** TEXTO EXTRAÍDO **
((

30. Várias causas parecem estar na origem da situação precedentemente descrita, dentre as quais as seguintes:

debilidade no reconhecer o primado de Deus, que leva a comunidade e também o irmão a obnubilar as motivações de fé e a consciência de serem salesianos consagrados;

fragmentariedade na vida pessoal e comunitária, que se manifesta em sacrificar o importante pelo urgente, e na incapacidade de harmonizar ser e fazer, trabalho e oração, evangelização e educação, iniciativa individual e planejamento comunitário;

falta da força profética da nossa consagração salesiana, que lhe ofusca a visibilidade tornando as comunidades pouco significativas e atraentes do ponto de vista vocacional.


A estas causas correspondem os seguintes desafios:


ٱ Como reavivar continuamente e expressar o primado de Deus nas comunidades, e como partilhar nelas, com os leigos e os jovens, a experiência espiritual?


ٱ Como atuar hoje novos equilíbrios pessoais e comunitários entre os deferentes aspectos da nossa vida, a fim de vivê-los na graça de unidade de modo completo e harmonioso?


ٱ Como tornar radical, profético e atraente o nosso testemunho comunitário do seguimento de Cristo?



D. ORIENTAÇÕES OPERATIVAS


Aos desafios acima indicados queremos responder assumindo especialmente as seguintes orientações operativas.

))

** DADOS FORNECIDOS **
((

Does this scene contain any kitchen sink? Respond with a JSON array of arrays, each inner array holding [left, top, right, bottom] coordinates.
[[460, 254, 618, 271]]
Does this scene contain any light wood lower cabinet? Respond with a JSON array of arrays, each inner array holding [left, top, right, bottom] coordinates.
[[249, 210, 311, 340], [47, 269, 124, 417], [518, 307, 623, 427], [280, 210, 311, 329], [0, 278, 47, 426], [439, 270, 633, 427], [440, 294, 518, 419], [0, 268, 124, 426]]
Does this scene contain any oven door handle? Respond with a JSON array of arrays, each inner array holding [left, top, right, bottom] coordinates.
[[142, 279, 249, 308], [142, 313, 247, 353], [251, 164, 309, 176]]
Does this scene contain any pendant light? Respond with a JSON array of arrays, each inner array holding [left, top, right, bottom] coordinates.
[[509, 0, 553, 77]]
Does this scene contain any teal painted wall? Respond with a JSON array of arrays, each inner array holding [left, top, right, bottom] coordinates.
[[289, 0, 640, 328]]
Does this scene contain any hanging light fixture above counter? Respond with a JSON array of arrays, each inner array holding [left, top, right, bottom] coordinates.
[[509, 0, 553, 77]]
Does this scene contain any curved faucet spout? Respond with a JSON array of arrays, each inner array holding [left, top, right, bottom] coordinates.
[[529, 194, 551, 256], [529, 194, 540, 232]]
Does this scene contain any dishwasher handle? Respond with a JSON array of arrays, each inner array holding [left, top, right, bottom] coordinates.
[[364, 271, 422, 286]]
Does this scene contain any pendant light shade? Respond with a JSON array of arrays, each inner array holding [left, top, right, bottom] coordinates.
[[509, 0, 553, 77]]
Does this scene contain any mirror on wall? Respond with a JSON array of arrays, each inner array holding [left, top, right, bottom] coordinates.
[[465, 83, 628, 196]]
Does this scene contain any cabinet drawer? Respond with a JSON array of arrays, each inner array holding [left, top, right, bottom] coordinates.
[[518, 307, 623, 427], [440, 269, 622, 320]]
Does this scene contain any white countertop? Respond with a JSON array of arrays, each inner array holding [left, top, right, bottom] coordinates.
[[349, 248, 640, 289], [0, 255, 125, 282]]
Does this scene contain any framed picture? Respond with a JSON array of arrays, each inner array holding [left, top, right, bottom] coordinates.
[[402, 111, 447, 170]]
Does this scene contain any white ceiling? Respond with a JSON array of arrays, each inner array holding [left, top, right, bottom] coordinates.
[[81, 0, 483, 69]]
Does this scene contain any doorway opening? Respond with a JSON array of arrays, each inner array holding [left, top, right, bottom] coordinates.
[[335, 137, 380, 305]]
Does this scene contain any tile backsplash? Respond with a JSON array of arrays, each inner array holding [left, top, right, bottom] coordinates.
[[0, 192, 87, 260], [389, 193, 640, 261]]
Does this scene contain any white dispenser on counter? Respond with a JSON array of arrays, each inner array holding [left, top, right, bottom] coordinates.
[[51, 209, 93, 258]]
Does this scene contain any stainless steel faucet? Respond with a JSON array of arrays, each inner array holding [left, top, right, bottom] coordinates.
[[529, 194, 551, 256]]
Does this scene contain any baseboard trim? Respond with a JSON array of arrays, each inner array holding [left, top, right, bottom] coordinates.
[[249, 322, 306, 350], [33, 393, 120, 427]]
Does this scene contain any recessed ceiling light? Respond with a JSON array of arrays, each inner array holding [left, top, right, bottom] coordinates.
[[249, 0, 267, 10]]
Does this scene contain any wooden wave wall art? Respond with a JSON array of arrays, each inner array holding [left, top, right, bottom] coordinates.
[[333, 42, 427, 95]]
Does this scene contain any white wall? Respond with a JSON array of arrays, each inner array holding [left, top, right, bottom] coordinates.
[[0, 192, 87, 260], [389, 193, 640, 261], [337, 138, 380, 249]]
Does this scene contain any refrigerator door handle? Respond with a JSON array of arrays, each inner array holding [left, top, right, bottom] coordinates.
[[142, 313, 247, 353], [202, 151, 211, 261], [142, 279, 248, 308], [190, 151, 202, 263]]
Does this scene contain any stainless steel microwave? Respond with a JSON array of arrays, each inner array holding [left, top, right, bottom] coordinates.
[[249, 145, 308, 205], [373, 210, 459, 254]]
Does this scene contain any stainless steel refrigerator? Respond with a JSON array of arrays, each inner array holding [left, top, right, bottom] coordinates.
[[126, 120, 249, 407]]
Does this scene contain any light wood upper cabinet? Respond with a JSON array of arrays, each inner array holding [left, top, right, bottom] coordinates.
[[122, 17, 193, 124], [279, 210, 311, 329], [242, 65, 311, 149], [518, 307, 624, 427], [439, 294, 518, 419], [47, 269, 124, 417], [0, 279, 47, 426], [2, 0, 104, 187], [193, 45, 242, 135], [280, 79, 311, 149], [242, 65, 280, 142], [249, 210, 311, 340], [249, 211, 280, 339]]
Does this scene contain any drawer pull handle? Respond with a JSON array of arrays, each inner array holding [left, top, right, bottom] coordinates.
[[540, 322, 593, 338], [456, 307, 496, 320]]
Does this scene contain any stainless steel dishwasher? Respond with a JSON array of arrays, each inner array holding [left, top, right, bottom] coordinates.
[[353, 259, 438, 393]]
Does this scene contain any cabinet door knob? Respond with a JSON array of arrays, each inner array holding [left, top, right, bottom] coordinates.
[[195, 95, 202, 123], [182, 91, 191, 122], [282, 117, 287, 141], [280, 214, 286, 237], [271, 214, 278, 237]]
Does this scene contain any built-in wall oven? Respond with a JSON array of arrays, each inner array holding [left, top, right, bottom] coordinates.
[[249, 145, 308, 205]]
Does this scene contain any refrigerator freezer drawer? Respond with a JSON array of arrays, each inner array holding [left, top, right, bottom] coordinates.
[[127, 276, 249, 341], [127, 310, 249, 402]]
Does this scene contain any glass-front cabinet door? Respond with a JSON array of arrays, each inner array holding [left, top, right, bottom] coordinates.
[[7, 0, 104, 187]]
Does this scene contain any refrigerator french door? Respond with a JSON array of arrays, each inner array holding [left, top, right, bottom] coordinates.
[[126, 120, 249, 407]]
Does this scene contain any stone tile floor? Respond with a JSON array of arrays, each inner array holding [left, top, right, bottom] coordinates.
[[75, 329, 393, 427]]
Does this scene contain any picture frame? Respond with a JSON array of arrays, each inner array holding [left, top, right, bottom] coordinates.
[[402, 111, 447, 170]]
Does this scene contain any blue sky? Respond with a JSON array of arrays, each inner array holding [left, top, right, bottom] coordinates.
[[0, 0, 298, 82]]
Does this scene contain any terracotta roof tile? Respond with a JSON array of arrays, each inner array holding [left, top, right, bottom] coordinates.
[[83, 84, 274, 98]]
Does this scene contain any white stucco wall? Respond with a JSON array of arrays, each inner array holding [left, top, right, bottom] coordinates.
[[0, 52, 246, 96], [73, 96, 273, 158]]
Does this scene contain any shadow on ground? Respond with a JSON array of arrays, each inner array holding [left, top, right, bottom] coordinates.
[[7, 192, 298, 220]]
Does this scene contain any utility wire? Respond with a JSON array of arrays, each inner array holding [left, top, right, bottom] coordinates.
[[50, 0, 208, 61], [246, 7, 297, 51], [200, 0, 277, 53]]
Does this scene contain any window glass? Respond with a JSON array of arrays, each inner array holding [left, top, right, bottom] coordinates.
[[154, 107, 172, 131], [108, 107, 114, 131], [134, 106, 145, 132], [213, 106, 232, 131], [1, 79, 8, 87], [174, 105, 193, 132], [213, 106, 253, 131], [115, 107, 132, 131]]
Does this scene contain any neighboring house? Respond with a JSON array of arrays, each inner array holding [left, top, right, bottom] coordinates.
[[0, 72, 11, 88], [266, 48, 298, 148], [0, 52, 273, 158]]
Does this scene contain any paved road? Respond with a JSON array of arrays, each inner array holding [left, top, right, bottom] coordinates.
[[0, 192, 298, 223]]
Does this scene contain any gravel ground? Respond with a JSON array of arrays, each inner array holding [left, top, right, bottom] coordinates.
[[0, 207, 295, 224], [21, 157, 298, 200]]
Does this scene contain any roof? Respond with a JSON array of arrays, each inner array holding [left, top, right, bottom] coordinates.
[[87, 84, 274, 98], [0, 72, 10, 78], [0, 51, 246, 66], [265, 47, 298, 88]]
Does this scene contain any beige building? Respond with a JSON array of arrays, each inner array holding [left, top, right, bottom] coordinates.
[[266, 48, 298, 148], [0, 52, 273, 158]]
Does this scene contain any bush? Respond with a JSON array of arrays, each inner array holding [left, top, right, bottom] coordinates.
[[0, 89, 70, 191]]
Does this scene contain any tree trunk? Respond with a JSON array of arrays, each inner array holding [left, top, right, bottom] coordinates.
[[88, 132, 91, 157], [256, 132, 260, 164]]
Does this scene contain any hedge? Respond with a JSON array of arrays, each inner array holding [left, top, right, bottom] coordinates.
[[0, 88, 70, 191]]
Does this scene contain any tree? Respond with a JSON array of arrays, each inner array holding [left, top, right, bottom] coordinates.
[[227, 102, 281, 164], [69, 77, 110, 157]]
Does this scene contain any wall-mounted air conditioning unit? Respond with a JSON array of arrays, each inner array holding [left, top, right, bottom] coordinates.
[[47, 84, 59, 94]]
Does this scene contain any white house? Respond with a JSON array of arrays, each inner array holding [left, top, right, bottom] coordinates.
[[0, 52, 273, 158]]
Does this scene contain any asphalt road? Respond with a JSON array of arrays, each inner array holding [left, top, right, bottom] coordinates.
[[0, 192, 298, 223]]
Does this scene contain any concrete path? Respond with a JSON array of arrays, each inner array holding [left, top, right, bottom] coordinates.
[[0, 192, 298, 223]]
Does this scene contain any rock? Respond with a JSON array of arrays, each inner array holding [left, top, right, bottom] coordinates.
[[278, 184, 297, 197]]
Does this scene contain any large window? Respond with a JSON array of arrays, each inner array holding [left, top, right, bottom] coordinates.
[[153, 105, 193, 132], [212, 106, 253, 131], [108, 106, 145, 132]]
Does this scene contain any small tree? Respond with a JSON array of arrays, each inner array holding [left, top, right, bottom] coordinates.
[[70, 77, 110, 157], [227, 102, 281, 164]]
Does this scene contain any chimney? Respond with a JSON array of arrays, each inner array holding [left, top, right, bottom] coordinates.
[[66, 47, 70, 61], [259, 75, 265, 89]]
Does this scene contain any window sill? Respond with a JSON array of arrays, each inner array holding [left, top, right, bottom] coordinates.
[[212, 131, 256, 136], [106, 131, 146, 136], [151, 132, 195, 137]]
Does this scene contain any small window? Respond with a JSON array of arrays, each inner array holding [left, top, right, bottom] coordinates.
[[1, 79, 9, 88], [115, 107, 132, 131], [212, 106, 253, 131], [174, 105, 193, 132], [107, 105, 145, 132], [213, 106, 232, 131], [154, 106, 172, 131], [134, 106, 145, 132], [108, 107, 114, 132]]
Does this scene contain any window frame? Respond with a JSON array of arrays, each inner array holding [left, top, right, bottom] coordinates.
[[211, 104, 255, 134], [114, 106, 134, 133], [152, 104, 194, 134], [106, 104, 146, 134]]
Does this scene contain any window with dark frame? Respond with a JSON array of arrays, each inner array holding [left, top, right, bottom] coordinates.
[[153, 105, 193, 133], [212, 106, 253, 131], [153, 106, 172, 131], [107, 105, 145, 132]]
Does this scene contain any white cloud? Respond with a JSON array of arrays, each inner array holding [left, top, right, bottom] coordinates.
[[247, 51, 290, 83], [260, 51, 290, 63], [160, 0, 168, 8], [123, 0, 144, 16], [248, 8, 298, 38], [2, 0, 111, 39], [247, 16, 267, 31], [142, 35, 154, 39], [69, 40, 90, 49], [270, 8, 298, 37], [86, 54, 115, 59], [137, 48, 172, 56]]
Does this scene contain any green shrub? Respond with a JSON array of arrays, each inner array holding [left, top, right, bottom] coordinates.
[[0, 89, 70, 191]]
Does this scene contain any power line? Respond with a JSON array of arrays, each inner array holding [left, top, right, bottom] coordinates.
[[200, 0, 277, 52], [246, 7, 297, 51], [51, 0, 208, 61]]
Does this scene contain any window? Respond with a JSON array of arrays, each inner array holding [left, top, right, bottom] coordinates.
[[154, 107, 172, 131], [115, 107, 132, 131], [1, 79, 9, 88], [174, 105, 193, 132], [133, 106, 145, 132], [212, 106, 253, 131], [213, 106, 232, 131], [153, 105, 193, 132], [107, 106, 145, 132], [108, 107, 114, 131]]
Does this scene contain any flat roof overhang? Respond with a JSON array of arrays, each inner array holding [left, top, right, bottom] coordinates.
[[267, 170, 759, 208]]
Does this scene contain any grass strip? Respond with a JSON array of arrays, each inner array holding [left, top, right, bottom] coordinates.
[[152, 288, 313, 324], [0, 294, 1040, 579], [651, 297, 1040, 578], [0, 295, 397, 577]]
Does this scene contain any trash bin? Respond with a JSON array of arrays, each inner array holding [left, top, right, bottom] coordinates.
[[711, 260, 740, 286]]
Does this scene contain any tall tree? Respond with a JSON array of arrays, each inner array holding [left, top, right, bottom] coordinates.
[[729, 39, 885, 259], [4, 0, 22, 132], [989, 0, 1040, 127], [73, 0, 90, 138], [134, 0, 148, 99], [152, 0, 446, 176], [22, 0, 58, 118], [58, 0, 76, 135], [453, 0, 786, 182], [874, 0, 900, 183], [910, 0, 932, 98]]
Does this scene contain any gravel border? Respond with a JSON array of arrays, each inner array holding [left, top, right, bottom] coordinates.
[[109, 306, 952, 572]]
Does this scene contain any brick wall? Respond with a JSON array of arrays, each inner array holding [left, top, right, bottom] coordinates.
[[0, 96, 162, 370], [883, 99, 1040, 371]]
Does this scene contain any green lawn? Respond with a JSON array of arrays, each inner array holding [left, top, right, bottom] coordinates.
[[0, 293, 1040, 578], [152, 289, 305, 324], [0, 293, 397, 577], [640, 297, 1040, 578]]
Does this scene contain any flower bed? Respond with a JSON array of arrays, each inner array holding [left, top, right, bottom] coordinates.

))

** TAREFAS A REALIZAR **
1. Por favor, indique se cada afirmação abaixo está de acordo com o texto extraído, respondendo sim ou não e citando literalmente as palavras do texto que decidem a questão. (a) A fragmentariedade na vida pessoal e comunitária se manifesta em sacrificar o importante pelo urgente. (b) A falta da força profética torna as comunidades mais atraentes do ponto de vista vocacional. (c) A debilidade no reconhecer o primado de Deus leva a obnubilar as motivações de fé.
2. Nas linhas dos dados fornecidos, substitua "scene" por "image" da linha com "Does this scene contain any white stucco" até a linha com "[[7, 192, 298, 220]]", ambas incluídas. Reproduza somente essas linhas, sem nenhuma outra alteração.

** RESULTADOS **
1.
(a) Sim: "que se manifesta em sacrificar o importante pelo urgente".
(b) Não: "tornando as comunidades pouco significativas e atraentes do ponto de vista vocacional".
(c) Sim: "que leva a comunidade e também o irmão a obnubilar as motivações de fé".

2.
Does this image contain any white stucco wall? Respond with a JSON array of arrays, each inner array holding [left, top, right, bottom] coordinates.
[[0, 52, 246, 96], [73, 96, 273, 158]]
Does this image contain any shadow on ground? Respond with a JSON array of arrays, each inner array holding [left, top, right, bottom] coordinates.
[[7, 192, 298, 220]]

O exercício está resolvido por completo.